Copy out the items below with every "Target" changed to "Object" and all else left as it is, omitting the pictures.

A block of data:
※
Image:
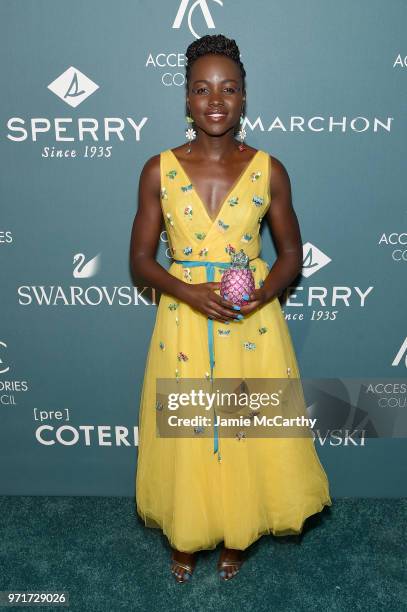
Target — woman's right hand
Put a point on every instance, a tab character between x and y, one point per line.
202	297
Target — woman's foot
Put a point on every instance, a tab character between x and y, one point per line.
182	565
229	563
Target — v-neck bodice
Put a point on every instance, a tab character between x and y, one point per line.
192	233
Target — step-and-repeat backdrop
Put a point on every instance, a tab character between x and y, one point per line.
90	91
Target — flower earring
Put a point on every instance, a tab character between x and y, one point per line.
189	132
241	134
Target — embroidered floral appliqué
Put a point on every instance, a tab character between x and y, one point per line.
255	175
257	200
223	226
233	201
188	212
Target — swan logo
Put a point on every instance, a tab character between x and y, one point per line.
203	5
83	270
401	355
313	259
83	295
73	87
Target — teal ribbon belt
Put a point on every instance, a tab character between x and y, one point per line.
210	276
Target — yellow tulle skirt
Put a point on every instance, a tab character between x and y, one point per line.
262	485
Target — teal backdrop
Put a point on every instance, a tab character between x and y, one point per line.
90	91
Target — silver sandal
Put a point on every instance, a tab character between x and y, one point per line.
188	570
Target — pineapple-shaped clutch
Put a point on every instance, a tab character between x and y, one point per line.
238	279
※
FINISHED ANSWER:
Image:
Object — woman's right hand
Put a point on every instance, a tab character between x and y, one point per line.
202	297
Object — woman's foot
Put a point on every instance, a tab character between x and y, one point per line.
182	565
229	563
Object — v-neck bodice
Put a point on every instance, a tab character between x and y, one point per line.
192	233
Object — step-and-repeat backdrop
Put a point on every instance, a tab character between x and y, one point per line.
90	91
Object — flower earring
Put a point on every instance, a tab character between x and y, one point per line.
189	132
241	134
Object — embroidered floral appliqué
Put a point on every instance, a tab character between x and y, one point per line.
255	175
257	200
223	226
233	201
188	212
Object — swan logo
Put a point on every instance, a tab character between x and y, one point per line.
203	5
83	270
401	355
313	259
83	295
73	87
Object — teal ribbon belt
Put a point on every instance, a tab character between x and y, one point per line.
210	276
Object — yellow tulle skirt
Put a point on every instance, a tab character between x and y, one point per line.
262	485
Object — teal backdrop
Put a point on every instance, a tab character between x and y, one point per line.
90	91
Object — silver sandal
Put a point on every instance, a tab character between x and y, one point per line.
188	570
Object — pineapple-shaped clutch
Put a point on every instance, a tab character between x and y, one point per line.
238	279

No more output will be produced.